In October, 1996, seven women between the ages of 25-50 accepted an invitation from Toni M. Bond Leonard and Winnette P. Willis to attend a meeting at the Harris YWCA Women’s Services Center. They were, Toylee Green, LaDonna Redmond, Sheila Baldwin, Kim Sams, Sharon Powell, Billie Woodard, and Dru Johnson. Not only were the women ready to roll up their sleeves and come up with ideas, they were also interested in developing a larger network of Black women to work on reproductive and sexual health issues in Illinois. There was a collective agreement at this initial meeting that Black women needed to define where they were individually on the issue of reproductive health before they could feel comfortable talking with each other, White women, or anyone else about the issue. They also believed that Black women needed to create their own picture or plan for reproductive health. The issue of abortion, while a vital part of reproductive health, was not the primary reproductive health issue confronting Black women. Understanding the menstrual cycle, breast cancer, fibroids, access to birth control methods with little or no side effects, pre- and post-natal care, and support to care for the children they already had were of equal and many times, greater importance.
“The sharing of stories at that first meeting was very draining but we decided to meet again. If all of this [sexual and domestic assault, challenges obtaining health care] was happening to Black women…we knew we had to do something. We didn’t feel helpless. Somehow we were empowered in our pain and felt we could make a difference. We also knew we had to do it for ourselves and in our own organization where we set the agenda instead of struggling to fit it into a pro-choice organization with a different focus.”

— Activity A —
Translate this sentence from the passage about the 1996 meeting into Spanish: "They also believed that Black women needed to create their own picture or plan for reproductive health."
— Activity B —
Write the next part of the passage about the 1996 meeting, starting right after its final sentence.

— Data under study —

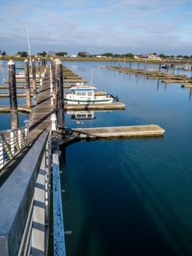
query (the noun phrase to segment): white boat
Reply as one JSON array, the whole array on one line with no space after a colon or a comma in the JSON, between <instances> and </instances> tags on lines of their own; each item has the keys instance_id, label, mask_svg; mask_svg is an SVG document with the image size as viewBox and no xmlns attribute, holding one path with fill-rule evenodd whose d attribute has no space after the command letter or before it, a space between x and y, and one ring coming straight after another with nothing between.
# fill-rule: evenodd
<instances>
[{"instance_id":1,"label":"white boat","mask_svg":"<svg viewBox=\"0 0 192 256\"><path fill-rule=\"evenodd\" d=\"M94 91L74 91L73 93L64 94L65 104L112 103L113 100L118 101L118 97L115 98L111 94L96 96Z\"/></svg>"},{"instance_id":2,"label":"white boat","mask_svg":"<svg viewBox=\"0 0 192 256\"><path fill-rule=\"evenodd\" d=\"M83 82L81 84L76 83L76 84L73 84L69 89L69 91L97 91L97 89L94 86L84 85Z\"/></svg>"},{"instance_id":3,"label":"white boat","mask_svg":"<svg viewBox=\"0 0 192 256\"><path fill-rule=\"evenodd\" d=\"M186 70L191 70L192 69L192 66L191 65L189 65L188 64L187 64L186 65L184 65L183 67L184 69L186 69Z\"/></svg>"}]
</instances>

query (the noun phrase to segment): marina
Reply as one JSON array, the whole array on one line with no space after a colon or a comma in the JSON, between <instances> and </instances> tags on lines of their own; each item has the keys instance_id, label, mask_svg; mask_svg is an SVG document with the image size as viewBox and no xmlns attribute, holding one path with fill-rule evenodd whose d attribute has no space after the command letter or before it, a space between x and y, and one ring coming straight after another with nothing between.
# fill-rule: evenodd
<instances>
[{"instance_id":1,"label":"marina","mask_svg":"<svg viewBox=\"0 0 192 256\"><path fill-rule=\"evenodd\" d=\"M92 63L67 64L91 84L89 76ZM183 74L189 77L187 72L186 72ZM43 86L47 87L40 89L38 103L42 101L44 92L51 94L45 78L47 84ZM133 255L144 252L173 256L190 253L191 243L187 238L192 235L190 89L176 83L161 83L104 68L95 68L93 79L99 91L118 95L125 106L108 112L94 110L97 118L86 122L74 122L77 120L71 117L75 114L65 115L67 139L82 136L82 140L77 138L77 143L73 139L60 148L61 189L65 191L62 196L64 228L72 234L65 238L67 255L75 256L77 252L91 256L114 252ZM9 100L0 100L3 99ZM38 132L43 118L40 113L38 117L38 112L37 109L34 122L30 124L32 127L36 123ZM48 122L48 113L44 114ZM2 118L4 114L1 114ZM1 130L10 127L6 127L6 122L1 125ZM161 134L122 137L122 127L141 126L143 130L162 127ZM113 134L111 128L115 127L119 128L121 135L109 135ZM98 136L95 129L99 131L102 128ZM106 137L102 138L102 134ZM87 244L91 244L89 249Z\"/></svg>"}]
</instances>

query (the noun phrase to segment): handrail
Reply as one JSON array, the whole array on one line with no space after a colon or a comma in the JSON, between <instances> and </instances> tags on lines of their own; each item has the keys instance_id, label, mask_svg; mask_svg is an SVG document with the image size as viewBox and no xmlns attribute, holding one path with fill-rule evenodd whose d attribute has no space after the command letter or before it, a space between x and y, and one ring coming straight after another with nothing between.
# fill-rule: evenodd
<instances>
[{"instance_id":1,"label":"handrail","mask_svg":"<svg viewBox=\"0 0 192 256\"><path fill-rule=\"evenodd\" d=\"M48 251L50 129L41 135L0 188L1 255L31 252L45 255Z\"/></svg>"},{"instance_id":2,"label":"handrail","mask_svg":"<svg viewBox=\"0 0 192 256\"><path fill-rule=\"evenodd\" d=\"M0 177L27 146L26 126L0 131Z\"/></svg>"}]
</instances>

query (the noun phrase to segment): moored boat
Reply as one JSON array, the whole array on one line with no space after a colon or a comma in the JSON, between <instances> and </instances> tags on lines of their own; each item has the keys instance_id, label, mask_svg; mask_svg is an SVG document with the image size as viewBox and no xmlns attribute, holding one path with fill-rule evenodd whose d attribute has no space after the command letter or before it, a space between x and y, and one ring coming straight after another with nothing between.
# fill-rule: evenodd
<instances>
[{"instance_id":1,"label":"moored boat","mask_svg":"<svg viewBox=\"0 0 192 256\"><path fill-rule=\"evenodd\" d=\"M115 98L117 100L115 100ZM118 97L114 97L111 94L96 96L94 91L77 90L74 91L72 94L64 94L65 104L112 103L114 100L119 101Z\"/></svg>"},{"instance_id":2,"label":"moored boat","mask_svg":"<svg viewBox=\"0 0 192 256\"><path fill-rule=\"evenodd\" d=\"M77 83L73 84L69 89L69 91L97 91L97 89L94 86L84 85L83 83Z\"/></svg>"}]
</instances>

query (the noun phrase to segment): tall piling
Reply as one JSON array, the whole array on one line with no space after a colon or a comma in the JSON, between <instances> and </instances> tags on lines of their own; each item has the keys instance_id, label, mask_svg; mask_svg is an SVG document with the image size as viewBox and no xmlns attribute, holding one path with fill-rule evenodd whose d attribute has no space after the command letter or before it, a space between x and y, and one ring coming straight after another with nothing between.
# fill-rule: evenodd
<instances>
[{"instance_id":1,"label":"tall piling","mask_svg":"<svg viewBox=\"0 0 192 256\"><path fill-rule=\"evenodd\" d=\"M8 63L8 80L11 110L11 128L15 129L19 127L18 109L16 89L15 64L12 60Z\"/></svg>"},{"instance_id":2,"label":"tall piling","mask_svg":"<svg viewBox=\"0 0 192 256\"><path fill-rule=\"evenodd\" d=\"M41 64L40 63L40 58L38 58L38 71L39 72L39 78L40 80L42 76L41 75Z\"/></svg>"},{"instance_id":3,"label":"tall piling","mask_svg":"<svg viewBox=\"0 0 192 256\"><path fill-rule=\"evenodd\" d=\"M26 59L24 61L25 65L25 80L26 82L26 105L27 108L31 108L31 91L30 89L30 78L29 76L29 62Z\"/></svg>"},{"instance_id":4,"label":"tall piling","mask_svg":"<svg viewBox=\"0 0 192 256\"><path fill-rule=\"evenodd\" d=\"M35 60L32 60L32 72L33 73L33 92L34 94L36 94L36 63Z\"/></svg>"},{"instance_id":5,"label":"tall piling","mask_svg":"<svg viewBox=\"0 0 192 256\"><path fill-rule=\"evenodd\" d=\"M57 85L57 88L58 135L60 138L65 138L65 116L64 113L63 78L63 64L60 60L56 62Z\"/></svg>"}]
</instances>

--

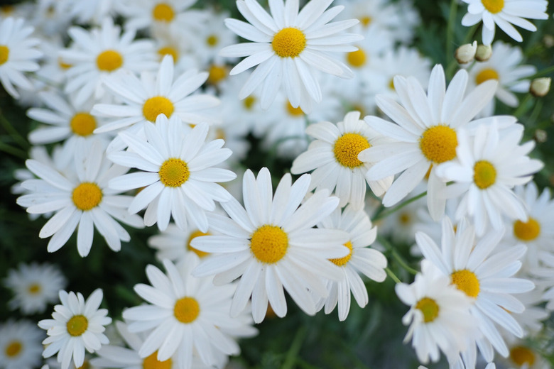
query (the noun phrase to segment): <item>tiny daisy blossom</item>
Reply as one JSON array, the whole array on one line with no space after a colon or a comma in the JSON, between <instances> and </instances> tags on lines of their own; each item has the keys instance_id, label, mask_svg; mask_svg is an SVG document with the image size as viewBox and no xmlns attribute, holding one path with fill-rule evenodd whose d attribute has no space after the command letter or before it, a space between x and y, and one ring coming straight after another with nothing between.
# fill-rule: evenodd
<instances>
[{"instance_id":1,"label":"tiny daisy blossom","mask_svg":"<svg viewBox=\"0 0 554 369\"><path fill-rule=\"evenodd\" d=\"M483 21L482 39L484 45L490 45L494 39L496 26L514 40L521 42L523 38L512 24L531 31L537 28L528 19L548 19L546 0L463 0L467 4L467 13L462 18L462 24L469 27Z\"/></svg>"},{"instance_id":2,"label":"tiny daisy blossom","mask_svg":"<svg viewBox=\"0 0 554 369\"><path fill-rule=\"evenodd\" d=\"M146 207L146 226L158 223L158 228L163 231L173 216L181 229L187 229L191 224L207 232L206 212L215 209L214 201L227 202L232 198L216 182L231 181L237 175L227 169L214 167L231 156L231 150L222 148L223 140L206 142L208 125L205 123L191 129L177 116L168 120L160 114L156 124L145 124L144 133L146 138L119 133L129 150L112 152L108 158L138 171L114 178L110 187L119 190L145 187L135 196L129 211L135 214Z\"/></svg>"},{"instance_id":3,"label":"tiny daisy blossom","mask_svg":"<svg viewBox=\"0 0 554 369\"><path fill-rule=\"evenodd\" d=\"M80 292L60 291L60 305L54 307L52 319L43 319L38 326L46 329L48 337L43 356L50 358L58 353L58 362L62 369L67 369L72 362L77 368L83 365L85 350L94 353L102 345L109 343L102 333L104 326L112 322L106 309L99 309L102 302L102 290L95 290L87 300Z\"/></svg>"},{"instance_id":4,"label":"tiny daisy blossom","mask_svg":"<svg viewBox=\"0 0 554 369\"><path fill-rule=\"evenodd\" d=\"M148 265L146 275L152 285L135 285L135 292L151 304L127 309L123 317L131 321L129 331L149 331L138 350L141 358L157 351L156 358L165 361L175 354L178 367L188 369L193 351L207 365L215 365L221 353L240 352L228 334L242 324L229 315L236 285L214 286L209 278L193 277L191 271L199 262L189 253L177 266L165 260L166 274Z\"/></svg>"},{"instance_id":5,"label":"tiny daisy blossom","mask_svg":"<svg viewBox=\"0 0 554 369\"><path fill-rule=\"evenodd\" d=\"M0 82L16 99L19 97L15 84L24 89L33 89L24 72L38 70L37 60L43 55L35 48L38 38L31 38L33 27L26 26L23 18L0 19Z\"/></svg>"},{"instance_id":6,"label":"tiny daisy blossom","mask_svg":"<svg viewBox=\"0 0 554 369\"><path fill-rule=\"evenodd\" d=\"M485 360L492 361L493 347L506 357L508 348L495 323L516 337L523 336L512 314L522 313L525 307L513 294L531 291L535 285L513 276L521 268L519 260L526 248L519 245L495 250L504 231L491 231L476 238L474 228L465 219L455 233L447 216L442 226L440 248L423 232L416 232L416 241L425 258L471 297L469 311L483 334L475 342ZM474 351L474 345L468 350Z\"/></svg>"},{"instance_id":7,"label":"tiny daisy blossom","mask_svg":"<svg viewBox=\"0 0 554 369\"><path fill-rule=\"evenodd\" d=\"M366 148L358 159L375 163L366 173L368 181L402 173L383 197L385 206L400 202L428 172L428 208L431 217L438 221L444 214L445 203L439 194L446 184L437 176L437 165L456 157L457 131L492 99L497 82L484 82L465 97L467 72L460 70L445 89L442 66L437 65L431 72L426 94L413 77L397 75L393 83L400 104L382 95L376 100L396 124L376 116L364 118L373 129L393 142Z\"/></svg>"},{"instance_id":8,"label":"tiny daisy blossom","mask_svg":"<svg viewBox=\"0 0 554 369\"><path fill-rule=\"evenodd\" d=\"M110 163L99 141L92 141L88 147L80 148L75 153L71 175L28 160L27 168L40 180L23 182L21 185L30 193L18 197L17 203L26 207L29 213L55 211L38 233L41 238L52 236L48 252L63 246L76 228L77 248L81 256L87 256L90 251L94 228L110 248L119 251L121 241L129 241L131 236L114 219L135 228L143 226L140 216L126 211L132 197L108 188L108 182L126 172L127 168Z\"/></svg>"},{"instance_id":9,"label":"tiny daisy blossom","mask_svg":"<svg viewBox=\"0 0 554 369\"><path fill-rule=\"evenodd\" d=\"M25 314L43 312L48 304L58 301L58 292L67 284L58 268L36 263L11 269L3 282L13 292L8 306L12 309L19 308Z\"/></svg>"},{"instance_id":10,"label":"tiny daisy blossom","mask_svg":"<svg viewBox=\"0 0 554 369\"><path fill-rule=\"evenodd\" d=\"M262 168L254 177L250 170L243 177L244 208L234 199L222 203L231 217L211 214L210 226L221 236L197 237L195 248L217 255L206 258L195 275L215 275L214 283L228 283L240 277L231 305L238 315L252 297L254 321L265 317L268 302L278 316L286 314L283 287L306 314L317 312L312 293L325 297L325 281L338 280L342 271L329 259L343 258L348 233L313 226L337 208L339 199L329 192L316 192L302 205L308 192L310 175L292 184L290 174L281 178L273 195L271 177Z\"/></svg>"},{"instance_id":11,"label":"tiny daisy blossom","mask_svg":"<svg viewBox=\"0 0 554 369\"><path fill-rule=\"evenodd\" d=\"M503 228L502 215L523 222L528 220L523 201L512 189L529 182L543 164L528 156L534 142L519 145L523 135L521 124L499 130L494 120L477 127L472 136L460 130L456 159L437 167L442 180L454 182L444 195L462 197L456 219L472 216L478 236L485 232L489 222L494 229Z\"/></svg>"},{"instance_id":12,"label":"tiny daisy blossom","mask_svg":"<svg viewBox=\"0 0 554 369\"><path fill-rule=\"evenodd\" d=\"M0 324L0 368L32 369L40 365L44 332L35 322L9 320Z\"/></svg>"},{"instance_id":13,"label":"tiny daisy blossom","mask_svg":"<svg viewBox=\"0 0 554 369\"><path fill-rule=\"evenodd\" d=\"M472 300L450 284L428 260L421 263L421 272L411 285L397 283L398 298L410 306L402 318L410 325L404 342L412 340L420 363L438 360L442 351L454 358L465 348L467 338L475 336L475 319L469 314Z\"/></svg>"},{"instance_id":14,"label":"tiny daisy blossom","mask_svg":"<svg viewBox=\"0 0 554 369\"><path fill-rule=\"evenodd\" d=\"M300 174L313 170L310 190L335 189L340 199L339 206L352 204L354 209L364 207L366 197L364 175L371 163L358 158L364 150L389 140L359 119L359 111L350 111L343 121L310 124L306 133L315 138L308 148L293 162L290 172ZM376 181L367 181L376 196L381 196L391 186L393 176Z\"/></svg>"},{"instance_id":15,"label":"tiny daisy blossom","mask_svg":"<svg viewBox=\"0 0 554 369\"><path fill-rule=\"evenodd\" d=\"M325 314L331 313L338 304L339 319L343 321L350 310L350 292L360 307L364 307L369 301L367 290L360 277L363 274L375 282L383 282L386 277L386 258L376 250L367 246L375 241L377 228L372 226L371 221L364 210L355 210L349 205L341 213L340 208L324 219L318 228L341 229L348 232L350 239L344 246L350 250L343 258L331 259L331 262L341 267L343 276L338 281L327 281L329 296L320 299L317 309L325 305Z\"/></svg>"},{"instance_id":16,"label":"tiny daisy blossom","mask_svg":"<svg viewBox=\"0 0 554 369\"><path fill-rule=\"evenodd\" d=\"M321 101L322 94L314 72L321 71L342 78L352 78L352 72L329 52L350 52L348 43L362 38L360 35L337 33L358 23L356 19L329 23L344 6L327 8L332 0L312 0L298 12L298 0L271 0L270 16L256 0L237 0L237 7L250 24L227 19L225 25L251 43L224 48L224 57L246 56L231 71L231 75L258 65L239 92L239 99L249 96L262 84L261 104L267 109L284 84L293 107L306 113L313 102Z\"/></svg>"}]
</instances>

— Response area A —
También creían que las mujeres negras necesitaban crear su propia imagen o plan para la salud reproductiva.

— Response area B —
Toni M. Bond Leonard
The group agreed that the agenda for that next meeting should start with a process of self-help where the women would share their personal experiences with trying to obtain information about reproductive health and sex education. The self-help model was created by educator and activist, Lillie Allen, one of the founding members of the National Black Women’s Health Project (now called the Black Women’s Health Imperative (BWHI)). Allen’s self-help model became one of the BWHI’s core organizing strategies to help Black women transform their personal experiences into organizing and mobilizing efforts to dismantle the forms of oppression that were impeding Black women’s ability to lead healthy lives. The next meeting was set for February, 1997.